■ Work order: Can you carry the account of Thomas Haynesworth's release and exoneration further, picking up right after its final sentence?

■ Passage to read:
↓↓↓
As Thomas Haynesworth waited in prison to be released, the Innocence Project asked our online community to send a message of support. More accustomed to sending letters than receiving them, he suddenly had 888 messages to read. In March, Haynesworth was freed; in December, he was exonerated.
Along the way, the Innocence Project spread the news of his innocence all over the country, rallying the public at every step. The Washington Post urged Virginia courts to act, writing: “Justice has not been done.” The New York Times highlighted Attorney General Kenneth Cuccinelli’s advocacy for Haynesworth. Television affiliates from across the state attended the exoneration and thousands of people commented through Innocence Project social media networks.
↑↑↑
(Point localization records)
↓↓↓
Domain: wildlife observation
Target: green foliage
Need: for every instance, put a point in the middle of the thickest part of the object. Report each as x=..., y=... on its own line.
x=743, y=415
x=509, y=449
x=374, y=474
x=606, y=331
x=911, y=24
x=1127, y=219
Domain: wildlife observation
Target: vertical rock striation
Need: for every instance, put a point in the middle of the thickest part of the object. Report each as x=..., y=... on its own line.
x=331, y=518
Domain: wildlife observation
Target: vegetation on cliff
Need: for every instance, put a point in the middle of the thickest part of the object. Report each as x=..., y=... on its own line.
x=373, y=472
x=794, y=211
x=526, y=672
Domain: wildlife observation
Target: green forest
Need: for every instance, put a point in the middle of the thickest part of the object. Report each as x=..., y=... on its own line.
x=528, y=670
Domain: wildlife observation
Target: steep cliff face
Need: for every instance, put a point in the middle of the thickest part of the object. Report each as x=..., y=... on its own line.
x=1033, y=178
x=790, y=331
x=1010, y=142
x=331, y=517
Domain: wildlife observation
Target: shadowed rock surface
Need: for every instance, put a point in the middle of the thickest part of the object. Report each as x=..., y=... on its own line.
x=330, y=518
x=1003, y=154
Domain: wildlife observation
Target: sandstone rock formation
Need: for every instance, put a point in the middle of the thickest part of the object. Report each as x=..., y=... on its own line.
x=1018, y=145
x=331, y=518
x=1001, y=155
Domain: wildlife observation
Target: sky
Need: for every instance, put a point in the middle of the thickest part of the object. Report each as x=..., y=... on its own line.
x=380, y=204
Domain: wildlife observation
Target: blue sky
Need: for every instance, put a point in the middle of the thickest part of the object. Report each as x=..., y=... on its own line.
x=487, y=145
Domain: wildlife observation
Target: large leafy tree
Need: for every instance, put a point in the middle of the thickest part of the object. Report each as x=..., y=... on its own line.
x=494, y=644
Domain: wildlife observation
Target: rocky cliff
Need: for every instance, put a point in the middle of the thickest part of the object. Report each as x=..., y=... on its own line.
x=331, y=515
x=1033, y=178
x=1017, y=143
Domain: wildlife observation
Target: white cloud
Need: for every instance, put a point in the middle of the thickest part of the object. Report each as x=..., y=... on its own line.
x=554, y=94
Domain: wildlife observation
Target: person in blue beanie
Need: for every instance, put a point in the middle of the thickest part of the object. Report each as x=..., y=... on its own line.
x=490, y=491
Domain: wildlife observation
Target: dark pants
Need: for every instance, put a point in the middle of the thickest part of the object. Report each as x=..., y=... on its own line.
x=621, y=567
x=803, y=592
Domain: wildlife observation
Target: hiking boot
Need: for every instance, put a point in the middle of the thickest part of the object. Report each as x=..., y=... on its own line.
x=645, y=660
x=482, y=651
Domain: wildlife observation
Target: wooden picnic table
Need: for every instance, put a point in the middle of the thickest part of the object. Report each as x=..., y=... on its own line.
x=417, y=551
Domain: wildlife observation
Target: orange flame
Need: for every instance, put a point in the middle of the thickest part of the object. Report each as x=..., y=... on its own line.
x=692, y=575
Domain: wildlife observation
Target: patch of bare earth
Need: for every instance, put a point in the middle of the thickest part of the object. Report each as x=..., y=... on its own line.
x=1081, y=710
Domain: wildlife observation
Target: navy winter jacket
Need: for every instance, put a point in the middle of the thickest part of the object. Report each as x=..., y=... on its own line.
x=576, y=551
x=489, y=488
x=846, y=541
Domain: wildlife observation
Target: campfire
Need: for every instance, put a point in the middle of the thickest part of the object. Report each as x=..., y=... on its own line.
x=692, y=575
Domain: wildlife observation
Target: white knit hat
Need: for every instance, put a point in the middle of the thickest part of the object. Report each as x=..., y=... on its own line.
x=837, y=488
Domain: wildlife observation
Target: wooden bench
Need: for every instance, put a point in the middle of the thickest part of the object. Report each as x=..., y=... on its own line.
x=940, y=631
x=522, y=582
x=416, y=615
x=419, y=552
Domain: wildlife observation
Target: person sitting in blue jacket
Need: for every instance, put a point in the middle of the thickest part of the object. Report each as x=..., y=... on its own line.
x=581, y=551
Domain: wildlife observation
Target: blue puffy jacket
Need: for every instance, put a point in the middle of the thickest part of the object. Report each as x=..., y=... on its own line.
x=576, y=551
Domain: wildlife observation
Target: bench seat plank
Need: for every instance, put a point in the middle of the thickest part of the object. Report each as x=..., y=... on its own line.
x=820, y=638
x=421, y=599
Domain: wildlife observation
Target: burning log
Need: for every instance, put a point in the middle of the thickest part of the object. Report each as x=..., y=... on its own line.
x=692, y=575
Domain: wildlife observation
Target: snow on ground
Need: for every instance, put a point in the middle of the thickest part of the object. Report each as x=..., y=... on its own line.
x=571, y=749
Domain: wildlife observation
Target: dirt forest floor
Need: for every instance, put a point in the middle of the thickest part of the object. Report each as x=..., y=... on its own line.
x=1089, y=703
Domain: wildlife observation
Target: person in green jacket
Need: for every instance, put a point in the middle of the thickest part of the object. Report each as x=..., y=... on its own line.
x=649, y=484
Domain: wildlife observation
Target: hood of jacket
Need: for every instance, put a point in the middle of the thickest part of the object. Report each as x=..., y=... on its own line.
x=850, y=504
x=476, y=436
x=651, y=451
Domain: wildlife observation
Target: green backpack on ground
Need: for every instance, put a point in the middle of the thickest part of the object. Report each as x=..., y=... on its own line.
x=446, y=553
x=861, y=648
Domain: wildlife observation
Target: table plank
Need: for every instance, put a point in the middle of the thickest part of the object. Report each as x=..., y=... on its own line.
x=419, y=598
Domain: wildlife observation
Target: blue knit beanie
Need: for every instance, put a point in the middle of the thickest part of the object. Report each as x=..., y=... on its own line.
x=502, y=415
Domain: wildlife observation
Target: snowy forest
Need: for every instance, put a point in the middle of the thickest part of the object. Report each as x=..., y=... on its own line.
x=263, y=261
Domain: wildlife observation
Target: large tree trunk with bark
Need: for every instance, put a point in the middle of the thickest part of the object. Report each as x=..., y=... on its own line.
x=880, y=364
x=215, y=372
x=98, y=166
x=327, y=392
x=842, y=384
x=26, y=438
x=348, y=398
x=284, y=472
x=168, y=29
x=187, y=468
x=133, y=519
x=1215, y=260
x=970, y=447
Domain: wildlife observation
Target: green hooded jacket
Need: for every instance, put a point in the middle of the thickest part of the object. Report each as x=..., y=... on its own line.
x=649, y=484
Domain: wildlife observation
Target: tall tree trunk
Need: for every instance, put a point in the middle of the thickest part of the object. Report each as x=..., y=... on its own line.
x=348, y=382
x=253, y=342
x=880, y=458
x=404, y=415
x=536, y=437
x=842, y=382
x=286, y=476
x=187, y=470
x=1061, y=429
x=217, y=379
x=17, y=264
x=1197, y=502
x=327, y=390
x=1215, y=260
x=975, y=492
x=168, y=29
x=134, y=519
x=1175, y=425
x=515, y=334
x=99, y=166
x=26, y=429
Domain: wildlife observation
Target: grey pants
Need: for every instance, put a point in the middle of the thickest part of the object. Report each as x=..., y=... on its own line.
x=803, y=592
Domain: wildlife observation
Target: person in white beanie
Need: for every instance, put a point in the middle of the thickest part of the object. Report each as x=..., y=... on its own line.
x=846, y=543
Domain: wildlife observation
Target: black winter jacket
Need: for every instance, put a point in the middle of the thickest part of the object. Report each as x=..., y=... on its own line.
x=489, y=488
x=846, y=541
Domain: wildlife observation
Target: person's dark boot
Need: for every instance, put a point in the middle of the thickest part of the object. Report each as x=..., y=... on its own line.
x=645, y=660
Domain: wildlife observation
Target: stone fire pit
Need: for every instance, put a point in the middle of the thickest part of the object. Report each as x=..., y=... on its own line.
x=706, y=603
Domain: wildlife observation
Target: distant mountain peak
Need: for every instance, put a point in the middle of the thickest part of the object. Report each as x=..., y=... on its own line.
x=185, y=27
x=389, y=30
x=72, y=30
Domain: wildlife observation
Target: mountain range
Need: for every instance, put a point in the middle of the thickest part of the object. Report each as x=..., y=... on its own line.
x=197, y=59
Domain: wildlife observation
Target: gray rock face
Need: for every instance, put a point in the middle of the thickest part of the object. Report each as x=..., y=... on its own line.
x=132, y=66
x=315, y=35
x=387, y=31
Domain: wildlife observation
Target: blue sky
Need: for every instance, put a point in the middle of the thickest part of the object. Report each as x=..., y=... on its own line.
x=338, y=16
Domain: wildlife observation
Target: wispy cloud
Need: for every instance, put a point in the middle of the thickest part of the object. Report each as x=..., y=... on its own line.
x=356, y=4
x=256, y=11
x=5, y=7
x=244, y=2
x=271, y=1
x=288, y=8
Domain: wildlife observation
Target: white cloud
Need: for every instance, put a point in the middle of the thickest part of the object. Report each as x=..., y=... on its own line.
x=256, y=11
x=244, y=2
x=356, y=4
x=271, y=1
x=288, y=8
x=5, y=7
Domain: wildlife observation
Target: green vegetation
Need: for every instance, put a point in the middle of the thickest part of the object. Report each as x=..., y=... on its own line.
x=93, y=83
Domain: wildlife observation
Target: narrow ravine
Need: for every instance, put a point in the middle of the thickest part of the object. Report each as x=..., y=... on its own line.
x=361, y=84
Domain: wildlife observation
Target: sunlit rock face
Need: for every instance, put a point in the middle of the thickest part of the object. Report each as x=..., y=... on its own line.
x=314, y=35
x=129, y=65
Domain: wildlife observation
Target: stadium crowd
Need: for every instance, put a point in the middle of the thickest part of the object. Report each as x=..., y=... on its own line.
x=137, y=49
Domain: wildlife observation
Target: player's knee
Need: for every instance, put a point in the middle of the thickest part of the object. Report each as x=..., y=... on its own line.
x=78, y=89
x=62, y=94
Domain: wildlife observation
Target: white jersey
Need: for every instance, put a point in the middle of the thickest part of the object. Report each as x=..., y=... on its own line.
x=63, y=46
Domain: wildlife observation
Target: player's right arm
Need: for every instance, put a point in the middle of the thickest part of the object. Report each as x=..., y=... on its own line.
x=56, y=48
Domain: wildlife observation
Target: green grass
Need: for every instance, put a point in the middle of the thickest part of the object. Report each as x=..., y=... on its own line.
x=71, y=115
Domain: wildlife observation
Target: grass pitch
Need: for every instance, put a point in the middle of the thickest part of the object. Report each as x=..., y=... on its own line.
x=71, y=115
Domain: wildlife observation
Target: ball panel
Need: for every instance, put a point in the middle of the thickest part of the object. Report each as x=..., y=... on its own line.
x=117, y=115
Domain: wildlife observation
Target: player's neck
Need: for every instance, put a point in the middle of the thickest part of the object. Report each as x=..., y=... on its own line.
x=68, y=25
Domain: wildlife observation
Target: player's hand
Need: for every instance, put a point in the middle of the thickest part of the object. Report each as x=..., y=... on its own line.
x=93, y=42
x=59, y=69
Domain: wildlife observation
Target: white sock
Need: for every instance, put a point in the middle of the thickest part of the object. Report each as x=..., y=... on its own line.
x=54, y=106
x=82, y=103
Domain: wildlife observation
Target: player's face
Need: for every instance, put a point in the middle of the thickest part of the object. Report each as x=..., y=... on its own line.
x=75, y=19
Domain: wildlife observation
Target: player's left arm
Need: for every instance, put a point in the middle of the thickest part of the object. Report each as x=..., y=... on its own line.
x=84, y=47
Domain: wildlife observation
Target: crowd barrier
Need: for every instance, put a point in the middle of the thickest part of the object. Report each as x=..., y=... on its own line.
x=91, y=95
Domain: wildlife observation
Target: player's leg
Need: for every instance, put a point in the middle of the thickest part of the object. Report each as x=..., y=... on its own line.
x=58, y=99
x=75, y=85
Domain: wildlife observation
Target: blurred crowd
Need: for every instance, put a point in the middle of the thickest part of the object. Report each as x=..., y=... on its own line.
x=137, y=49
↑↑↑
■ Result of this exercise:
|“Justice has not been done.”|
|– The Washington Post|
Our message of criminal justice reform reached millions last year. In 2011, staff members and exonerees spoke to judges, scientists, attorneys and students at 70 engagements in 15 states. We issued action alerts to stop the execution of Troy Davis, called for the establishment of a national criminal justice commission, demanded justice for the Englewood Four, secured DNA testing for Hank Skinner and more. In all, Innocence Project activists sent more than 66,000 e-mails to elected officials, advocating for justice for the wrongfully convicted.
Simply by sharing the stories of wrongful conviction, our supporters ignite meaningful change in the criminal justice system. Thanks to public outcry about individual cases and systemic shortcomings, the Innocence Project has become a powerful voice for justice.
Dear Mr. Haynesworth,
I want you to know that you have many, many people who believe in you — believe in your innocence, and are calling for your immediate release. Please stay strong and keep fighting for your freedom. In the tough moments, hold on to your inner strength and your faith and know that you have support all around you.
I was very much moved by your story. As a first year law student, I am inspired by your resilience and cause, and I wish you all the best. People like you are the reason I decided to become an attorney, and I pray for your speedy release. Good luck, and keep it strong!